PROBLEM TO SOLVE: Reproduce the data below, switching every "point out" to "locate" and leaving everything else unchanged.
--- START OF DATA TO USE ---
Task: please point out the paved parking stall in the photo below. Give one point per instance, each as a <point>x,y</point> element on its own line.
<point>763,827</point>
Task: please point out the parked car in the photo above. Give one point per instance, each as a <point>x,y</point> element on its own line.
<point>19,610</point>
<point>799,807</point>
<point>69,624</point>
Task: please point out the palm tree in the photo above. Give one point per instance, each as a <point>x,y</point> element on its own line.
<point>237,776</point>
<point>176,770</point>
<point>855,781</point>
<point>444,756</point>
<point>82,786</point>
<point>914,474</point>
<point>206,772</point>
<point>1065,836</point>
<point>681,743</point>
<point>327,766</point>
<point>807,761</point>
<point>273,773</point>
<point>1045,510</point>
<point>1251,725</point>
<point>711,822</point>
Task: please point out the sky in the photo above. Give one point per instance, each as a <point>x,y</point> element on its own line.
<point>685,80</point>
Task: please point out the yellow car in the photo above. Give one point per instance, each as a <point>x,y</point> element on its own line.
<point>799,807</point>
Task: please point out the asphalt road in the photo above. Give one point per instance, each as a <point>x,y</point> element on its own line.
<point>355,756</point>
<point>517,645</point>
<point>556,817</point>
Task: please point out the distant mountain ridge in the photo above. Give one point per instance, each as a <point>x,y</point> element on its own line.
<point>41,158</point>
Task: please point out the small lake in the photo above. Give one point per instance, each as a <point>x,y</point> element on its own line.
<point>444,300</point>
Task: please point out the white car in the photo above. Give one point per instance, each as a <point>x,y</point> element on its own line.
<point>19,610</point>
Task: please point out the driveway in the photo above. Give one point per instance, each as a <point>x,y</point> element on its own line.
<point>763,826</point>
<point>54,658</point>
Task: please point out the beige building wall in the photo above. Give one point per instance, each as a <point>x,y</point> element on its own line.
--- END OF DATA TO USE ---
PROBLEM SOLUTION:
Task: please locate the paved parking stall in the photo below. Give one point per instance, each as a <point>x,y</point> element on its own line.
<point>763,827</point>
Task: please locate the parked car in the photo above. Give one point per instance, each as a <point>x,y</point> element on its own line.
<point>19,610</point>
<point>799,807</point>
<point>69,624</point>
Task: please locate the palm tree in the photo above. Give one point per instance, each as a <point>x,y</point> element on its own line.
<point>237,776</point>
<point>176,770</point>
<point>855,781</point>
<point>444,756</point>
<point>82,786</point>
<point>914,474</point>
<point>206,772</point>
<point>1065,836</point>
<point>681,743</point>
<point>327,766</point>
<point>807,761</point>
<point>273,773</point>
<point>1045,510</point>
<point>1251,725</point>
<point>711,822</point>
Task: please locate the sky in the photo above. Give one point per instance, each as a <point>x,y</point> element on its own line.
<point>685,80</point>
Task: please locate the yellow car in the photo above. Give one point per instance, each as a <point>x,y</point> element on its own line.
<point>799,807</point>
Task: please locate the asphalt road in the photo above. Give one point per instance, each as a <point>x,y</point> element on its own line.
<point>355,756</point>
<point>517,645</point>
<point>556,817</point>
Task: please locate the distant mountain ridge in the photo above. Give one point per instance, each as a <point>x,y</point> element on its own line.
<point>41,158</point>
Task: please locate the small lake in the photo above. Give one point per instance, each as a <point>x,y</point> element on its own line.
<point>444,300</point>
Task: please locate the white car in the photo above. Give one point per instance, each as a <point>x,y</point> element on its own line.
<point>19,610</point>
Task: please locate the driveway in the photo above. Give one point per instance, each as a <point>x,y</point> element on its own line.
<point>763,826</point>
<point>54,658</point>
Task: please locate the beige building wall in the photo above. Give one point per instance, each as a <point>x,y</point> element on its own line.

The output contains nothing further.